| Exercise description |
Please say which city the film noir described in the text below is set in.

Ah well, he wasn't working when I got there either - his little shed was bolted up, and there was no sign to say when he'd be back. Nuts - but I have time before the test, and I'll try him again. At least I got it cleared out at last! And since I wasn't having the car valeted, I had that much more time before the film - plenty of time to trail around Abbey Street Car Park, which was full again, and head back to where I'd come from.

I made the cinema in time - an usher again insisted on showing me to my seat. When we got there, it was to find another couple occupying my seat (and one beside it) - he asked them to move, which they happily did. As they said, they'd thought they were going to be the only ones there, and had moved more centrally. Fair enough. Ironic though, I thought, that I was just asked to sit in the seat that had just been vacated - so much for cleaning the cinema between viewings, so we don't catch each other's germs!

So, this is a film noir with a backdrop of flooding - it's set in Miami, but the low-lying streets are flooded, and, except in dammed areas, people travel in boats: reminiscent of Venice, but not as pretty. There's also a brief nod to temperature increase, as Hugh mentions that it's so hot during the day that people tend to sleep, and live their lives at night. It's a cute idea, but apart from reminding us of the perils of climate change, serves little purpose in the film. Apart from a vague description of how the impending flooding led to war, in which he and his assistant both fought - which explains why she's so handy with a gun.

The other futuristic gimmick, of course, is this mind-reading device, which forms the backbone of the plot - people can come to this chap and relive memories, which can then be viewed and recorded. They have to lie in a water bath to do this, for some reason - electrodes attached to their heads, and to a machine that delivers a low voltage. He speaks softly into a microphone to direct their thoughts, and the results are displayed on a kind of stage, and recorded. Lovely for people to relive past happiness, in what is a miserable age - also very handy if you've lost something and want to remember where you put it!

The plot basically centres around some bad people wanting access to other people's memories, for nefarious reasons - the recordings are stored on nifty transparent plates, sort of like mini floppy discs. Rebecca Ferguson plays a singer again, as she did in her other film with Hugh Jackman, The Greatest Showman, but this time she does her own singing! And is quite passable. Dunno whether he had anything to do with the writing and sketching in his notebook, though. Anyway, aside from the mind-reading aspect, it's pretty straightforward film noir, so if that's your bag you should enjoy it.

Stopped off at An Teach China again on the way back, ordered the same delish meal.. someone ordered satay while I was waiting, I might have that next time! They didn't have the dessert I wanted, so I chose an alternative - but she assured me that they'd have mine back next week!

Tomorrow's film: well. No matinees that suit - all films left that I haven't seen are for a MUCH younger demographic. So I've broken it to my mother that it's going to have to be an early-evening film. So she'll have to do without me for a few hours in the evening. Now, going on IMDB ratings, the top two films in the area are - films I'm just not interested in. Third up is The Courier, a Cold War spy film with Benedict Cumberbatch - but the showings are later than I'd hoped, heading towards the 7pm mark.

Would you believe, next on the list is a horror film! The Night House has a rating of 6.9, which is much higher than horror films typically reach.. Rebecca Hall is a young woman whose husband inexplicably committed suicide. Seeking to make sense of what's happened, she goes to stay in the lake house he built for her. Things get weird. Watch some pretty scary trailers, you'll see what I mean.. I'm not going to give anything away, I'll just say that it reminds me of a seriously weird book I read, whose name escapes me, which was recommended on a list of scariest books of all time. The subject was a house of multiple dimensions.. I've booked that film, at the Omniplex.

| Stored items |
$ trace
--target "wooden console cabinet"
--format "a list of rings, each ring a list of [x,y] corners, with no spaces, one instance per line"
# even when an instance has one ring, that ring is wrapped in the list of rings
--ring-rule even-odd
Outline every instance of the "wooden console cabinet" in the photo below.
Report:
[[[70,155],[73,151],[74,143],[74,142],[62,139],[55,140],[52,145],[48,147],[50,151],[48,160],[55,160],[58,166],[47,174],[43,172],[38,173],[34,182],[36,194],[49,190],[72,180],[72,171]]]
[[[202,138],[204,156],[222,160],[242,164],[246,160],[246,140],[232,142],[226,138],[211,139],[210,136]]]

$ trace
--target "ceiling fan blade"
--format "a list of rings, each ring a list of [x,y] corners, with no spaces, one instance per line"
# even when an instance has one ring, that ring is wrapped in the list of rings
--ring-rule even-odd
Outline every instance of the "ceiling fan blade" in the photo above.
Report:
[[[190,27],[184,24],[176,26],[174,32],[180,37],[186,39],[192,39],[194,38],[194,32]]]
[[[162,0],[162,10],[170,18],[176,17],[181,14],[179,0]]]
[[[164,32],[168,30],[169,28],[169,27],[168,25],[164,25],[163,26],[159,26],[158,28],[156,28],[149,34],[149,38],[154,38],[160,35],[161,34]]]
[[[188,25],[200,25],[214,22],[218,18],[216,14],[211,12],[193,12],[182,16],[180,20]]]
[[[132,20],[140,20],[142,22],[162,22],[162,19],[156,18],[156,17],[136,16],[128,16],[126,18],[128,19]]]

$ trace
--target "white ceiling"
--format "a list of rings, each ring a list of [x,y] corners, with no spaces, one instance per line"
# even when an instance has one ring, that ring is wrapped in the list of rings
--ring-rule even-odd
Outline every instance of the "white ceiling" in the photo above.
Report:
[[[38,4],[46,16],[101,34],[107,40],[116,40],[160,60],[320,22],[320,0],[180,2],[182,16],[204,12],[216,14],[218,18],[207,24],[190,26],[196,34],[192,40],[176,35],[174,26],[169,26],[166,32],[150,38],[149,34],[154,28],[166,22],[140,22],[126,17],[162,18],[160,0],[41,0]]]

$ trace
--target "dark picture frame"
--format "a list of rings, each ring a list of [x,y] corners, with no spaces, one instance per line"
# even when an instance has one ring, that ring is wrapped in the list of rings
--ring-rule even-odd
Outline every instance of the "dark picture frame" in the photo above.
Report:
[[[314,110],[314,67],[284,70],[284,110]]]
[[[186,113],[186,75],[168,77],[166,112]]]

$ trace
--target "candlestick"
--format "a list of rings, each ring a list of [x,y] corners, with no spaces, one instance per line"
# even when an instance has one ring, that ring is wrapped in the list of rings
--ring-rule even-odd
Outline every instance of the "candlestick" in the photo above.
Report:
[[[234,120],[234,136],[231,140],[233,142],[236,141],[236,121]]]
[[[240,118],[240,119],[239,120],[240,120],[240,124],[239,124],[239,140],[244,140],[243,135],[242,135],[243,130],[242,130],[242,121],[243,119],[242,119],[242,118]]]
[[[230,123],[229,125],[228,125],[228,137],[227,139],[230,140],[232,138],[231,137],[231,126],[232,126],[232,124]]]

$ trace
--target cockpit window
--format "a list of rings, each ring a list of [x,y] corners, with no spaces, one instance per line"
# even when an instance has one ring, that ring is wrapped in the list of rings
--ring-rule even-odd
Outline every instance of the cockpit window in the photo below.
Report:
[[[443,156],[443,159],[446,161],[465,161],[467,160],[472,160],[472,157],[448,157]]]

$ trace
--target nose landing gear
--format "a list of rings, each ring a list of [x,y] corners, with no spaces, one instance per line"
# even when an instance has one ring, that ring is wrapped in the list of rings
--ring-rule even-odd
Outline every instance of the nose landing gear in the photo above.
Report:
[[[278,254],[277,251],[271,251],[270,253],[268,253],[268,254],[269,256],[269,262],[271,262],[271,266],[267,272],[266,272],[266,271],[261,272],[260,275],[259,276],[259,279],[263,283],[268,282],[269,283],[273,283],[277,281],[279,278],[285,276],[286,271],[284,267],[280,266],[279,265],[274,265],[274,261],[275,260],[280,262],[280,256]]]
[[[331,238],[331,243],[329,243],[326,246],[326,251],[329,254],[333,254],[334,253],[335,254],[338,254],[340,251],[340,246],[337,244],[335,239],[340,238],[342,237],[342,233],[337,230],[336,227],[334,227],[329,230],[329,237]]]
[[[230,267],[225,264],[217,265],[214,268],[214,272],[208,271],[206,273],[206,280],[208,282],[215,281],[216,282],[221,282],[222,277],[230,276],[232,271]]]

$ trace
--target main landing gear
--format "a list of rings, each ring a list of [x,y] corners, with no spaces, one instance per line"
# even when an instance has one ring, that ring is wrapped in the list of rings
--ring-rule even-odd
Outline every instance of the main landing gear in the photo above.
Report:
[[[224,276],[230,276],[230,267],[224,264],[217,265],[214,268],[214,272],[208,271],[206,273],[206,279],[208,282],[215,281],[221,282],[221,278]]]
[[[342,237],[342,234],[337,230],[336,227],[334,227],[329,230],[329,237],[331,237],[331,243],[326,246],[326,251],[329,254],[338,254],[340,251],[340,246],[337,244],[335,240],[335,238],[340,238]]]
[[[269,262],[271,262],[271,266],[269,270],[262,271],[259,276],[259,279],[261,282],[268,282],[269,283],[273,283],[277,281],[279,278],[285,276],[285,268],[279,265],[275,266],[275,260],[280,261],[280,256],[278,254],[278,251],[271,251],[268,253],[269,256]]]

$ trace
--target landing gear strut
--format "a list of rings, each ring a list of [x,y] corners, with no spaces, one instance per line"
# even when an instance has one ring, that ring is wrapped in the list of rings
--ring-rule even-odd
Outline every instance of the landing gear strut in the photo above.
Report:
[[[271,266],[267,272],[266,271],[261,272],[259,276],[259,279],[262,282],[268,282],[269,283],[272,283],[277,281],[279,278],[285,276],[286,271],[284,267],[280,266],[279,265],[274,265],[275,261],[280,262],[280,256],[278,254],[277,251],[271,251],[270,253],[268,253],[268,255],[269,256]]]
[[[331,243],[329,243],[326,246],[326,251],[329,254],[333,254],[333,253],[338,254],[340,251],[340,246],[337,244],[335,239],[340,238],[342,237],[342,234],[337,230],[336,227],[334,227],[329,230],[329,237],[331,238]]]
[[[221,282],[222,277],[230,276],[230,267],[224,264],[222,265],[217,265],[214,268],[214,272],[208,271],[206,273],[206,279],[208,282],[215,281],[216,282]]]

| Solution to this problem |
Miami.